MATERIAL TO PROCESS:
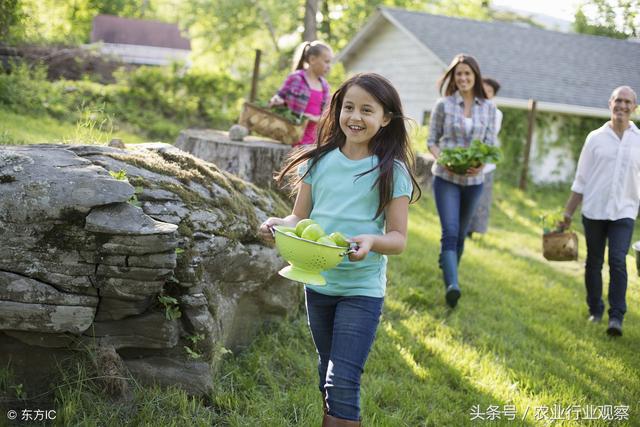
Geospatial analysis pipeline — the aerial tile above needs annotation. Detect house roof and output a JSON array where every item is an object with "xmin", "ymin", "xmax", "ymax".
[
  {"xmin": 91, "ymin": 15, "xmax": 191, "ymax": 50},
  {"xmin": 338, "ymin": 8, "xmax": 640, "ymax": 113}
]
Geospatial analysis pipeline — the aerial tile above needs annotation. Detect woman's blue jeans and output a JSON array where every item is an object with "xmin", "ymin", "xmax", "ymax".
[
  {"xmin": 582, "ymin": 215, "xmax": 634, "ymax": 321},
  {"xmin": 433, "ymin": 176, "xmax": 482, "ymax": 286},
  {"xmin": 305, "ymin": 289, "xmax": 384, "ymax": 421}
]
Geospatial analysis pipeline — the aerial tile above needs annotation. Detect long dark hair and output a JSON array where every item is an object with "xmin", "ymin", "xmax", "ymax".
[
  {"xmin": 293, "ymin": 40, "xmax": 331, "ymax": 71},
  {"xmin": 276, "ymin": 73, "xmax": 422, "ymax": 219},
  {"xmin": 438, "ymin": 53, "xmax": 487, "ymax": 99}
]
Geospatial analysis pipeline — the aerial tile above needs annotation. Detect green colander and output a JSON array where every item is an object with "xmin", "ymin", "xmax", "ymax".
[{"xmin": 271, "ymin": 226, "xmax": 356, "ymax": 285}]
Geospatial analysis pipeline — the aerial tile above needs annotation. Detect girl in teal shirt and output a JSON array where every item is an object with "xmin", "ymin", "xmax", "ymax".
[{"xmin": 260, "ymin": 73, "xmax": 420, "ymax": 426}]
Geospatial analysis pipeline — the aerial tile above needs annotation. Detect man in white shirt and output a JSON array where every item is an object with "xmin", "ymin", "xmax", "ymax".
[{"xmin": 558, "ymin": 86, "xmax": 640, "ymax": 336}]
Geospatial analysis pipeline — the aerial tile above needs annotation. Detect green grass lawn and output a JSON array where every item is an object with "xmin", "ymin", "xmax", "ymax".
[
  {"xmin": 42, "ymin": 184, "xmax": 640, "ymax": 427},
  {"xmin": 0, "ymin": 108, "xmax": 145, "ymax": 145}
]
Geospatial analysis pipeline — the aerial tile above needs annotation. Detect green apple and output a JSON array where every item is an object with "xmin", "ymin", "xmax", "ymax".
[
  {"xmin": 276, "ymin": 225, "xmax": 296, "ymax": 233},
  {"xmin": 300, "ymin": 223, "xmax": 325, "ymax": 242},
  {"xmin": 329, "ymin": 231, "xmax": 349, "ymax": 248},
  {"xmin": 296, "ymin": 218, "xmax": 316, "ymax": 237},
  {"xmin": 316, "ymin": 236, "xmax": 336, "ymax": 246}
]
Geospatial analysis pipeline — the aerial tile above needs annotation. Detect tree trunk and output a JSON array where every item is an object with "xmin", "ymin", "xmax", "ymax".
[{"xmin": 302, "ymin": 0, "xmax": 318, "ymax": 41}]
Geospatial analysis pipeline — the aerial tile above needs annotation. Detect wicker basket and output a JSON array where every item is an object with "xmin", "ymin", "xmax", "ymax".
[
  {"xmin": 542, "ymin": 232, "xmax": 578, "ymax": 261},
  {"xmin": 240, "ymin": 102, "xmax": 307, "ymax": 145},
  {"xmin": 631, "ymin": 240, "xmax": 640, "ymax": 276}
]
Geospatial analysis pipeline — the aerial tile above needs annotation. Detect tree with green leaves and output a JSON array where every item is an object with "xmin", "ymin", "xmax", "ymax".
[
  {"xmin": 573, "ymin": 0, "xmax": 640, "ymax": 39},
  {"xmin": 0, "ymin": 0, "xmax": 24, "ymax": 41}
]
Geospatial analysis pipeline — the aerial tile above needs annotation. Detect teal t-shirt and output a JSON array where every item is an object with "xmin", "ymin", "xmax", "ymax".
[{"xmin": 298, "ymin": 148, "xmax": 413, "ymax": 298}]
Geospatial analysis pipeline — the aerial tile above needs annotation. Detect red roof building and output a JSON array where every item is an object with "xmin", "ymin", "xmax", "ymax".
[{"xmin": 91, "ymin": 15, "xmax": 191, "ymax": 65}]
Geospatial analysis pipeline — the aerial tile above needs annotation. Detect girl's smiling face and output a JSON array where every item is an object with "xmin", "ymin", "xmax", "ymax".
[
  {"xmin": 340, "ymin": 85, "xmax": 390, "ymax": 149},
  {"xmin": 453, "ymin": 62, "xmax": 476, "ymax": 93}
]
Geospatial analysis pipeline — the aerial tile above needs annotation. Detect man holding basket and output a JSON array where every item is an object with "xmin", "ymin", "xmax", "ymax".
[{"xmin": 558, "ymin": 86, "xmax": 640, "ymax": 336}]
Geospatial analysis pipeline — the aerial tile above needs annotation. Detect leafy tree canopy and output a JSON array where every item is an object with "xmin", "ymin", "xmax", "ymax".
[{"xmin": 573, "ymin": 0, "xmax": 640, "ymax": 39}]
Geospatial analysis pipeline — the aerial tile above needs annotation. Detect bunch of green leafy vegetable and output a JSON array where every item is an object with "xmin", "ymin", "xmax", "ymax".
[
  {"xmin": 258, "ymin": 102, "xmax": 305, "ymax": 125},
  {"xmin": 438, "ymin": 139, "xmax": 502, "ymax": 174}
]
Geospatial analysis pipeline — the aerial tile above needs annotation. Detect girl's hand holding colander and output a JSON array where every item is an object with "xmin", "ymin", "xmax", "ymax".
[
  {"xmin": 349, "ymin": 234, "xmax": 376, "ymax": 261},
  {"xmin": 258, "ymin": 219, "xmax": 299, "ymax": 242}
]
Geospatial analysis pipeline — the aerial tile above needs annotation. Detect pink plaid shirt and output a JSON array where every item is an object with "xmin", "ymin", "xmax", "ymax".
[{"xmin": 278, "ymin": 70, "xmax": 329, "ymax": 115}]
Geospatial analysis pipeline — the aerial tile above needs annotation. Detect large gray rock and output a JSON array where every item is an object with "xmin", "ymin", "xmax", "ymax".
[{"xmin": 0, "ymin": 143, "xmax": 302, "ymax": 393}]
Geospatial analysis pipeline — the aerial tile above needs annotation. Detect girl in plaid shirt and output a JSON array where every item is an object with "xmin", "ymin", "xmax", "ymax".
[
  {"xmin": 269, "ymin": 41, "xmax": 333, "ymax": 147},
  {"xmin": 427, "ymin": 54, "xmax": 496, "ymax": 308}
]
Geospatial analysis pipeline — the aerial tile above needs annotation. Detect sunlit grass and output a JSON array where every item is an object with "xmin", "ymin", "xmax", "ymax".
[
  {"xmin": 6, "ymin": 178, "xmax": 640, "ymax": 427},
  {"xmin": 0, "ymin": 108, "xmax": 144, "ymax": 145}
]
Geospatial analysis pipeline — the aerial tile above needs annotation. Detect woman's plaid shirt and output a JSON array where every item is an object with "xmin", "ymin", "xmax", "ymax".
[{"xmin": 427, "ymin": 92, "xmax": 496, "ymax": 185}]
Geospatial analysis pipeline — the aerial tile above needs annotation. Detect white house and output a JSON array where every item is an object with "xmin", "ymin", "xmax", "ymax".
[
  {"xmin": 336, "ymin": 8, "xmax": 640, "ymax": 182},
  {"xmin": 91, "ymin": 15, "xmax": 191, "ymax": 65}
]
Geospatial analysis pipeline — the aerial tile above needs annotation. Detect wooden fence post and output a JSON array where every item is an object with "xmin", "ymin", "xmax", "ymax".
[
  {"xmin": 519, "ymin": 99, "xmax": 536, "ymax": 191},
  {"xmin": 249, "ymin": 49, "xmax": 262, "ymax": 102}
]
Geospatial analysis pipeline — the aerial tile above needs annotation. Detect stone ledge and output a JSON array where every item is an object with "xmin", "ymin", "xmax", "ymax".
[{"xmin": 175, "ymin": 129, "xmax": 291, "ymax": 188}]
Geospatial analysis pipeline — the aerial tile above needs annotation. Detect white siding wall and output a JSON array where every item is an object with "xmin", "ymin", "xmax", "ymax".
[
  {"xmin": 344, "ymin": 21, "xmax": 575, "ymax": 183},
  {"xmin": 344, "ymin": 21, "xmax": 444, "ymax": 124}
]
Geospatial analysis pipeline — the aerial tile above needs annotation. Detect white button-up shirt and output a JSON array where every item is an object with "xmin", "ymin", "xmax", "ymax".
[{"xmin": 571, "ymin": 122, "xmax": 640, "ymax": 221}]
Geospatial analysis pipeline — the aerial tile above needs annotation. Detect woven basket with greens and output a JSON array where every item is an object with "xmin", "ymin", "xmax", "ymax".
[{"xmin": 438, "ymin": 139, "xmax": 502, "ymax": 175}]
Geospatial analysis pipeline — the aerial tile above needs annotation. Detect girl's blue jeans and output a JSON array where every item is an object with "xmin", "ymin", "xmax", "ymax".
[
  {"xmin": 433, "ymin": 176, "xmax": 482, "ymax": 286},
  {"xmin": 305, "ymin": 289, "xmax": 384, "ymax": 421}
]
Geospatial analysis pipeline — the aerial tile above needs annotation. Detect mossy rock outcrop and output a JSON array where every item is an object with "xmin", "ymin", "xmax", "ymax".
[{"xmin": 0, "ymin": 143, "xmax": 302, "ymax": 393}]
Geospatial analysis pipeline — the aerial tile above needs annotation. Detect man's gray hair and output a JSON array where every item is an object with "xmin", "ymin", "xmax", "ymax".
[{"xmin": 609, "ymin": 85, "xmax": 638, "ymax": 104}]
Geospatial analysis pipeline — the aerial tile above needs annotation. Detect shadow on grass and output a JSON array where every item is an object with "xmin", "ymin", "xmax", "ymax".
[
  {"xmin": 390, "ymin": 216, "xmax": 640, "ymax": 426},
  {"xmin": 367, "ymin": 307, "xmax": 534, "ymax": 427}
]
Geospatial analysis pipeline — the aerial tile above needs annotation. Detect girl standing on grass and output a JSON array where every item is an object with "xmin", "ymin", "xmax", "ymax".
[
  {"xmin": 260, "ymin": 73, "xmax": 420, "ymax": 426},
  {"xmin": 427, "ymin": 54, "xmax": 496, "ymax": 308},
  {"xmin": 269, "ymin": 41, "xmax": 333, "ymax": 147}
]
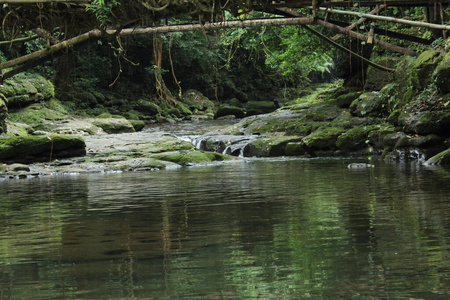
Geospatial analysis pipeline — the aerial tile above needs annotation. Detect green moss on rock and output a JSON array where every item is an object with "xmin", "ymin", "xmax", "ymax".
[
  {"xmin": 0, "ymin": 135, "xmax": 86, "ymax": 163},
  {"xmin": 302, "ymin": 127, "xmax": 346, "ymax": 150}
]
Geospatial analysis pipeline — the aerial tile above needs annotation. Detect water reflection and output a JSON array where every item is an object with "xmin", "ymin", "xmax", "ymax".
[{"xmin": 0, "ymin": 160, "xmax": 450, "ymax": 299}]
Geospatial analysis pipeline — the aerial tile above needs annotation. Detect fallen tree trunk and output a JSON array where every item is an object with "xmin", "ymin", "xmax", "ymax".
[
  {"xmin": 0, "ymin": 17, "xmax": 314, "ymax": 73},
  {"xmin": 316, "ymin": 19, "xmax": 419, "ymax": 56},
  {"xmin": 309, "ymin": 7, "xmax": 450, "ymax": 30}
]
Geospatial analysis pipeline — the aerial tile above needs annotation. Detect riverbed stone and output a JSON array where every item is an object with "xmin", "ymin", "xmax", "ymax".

DESCRIPTION OF THE TASK:
Return the lines beginning at the one that contains "Detect green moss" and continuing through the last line of the data, exactly as they stand and without any others.

ANSWER TO THE TASK:
Geospatial analysis pipeline — the aerial tile above needs annotation. Detect green moss on rock and output a JSON array where every item is an object with "xmin", "ymin", "xmax", "ymax".
[
  {"xmin": 0, "ymin": 135, "xmax": 86, "ymax": 163},
  {"xmin": 302, "ymin": 127, "xmax": 346, "ymax": 150}
]
Geospatial analysis pipeline — the aerial tile above needs annotation. Detect water reflection and output a JSON array where every item is an object with "xmin", "ymin", "xmax", "ymax".
[{"xmin": 0, "ymin": 160, "xmax": 450, "ymax": 299}]
Geospatial analysis pipeline — the aerial tile above needs annotation. Detect fallen tree trunk and output a JSON array where every item is an object with "xmin", "ymin", "xmax", "ymax".
[
  {"xmin": 0, "ymin": 17, "xmax": 314, "ymax": 73},
  {"xmin": 316, "ymin": 19, "xmax": 419, "ymax": 56},
  {"xmin": 309, "ymin": 7, "xmax": 450, "ymax": 30}
]
Geospatial analysis pipeline — the aerial tile above needs annotation. Detect riverbed stone and output a JSON array where every item is an object with "xmin", "ymin", "xmax", "ymax".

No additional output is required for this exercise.